▶ _Written instruction_
Write out again everything from the line containing "Where can you spot the cumulus" down to the end of the listing, requests included, adding 23 to every coordinate in the answers.

........

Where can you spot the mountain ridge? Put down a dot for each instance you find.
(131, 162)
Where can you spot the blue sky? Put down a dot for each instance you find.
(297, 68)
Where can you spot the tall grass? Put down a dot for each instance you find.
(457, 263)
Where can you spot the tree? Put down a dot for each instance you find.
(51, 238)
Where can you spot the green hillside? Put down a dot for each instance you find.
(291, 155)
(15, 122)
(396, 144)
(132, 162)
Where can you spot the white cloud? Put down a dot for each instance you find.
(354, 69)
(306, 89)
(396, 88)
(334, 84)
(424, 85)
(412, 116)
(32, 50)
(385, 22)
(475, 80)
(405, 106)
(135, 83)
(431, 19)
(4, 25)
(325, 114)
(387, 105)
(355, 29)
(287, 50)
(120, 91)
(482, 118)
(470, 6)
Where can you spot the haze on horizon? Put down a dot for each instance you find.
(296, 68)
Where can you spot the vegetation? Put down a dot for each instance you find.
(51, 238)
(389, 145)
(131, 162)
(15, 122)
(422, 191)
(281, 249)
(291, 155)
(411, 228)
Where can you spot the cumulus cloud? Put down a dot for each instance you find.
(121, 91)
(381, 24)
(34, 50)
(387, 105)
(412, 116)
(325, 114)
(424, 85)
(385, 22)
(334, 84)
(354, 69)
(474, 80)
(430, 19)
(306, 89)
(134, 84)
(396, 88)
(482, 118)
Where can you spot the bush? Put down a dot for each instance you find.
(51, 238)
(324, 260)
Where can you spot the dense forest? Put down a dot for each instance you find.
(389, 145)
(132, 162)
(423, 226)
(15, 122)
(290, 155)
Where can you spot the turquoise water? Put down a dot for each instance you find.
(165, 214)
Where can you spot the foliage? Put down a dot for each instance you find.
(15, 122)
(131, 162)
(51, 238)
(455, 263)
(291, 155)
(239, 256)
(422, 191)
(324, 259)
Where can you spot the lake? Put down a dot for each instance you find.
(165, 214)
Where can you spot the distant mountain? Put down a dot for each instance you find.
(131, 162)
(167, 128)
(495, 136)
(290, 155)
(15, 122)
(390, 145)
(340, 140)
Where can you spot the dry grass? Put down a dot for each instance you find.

........

▶ _Full answer_
Where can you spot the cumulus cloud? Put down a dot for each instance you find.
(144, 114)
(404, 47)
(57, 73)
(410, 128)
(435, 139)
(348, 137)
(447, 108)
(408, 45)
(357, 107)
(377, 92)
(497, 103)
(453, 42)
(329, 112)
(157, 107)
(419, 111)
(505, 141)
Where can you spot the bush? Put down a dot for each instance you find.
(74, 261)
(347, 283)
Where can you spot the dense forest? Put down a dot for each instance you find.
(412, 168)
(155, 185)
(446, 249)
(38, 145)
(313, 178)
Where can you spot the turquoise water? Put down a dot for each instance you find.
(188, 237)
Where can you spot the foliage? Put down a dot for each instance you find.
(38, 145)
(154, 185)
(74, 261)
(478, 286)
(314, 178)
(262, 279)
(445, 214)
(347, 282)
Where can you spot the lake? Put down a dot for each instance you find.
(188, 237)
Where can you spot the distant mountain? Put down a dot for each instance you find.
(154, 185)
(190, 151)
(518, 159)
(313, 178)
(38, 145)
(413, 168)
(363, 163)
Where can you spot the dry grass? Put down a dot for each instance you find.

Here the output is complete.